> **Given task**:
Starting at the line that has "For the evaluation set, tag each instance of the lion's" and continuing through the end of the records, rename "tail" to "mane" and write out only those lines, with nothing else changed.

**** Supplied records ****

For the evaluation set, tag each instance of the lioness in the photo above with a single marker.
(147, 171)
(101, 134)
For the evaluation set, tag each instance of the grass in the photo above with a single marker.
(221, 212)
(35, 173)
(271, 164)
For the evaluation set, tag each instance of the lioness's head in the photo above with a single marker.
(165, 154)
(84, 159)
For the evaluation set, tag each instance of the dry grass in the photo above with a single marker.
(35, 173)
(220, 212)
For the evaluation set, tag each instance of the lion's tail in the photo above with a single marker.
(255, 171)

****

> **Answer to this task**:
For the evaluation set, tag each instance of the lion's mane in the photo above with a single marker.
(255, 171)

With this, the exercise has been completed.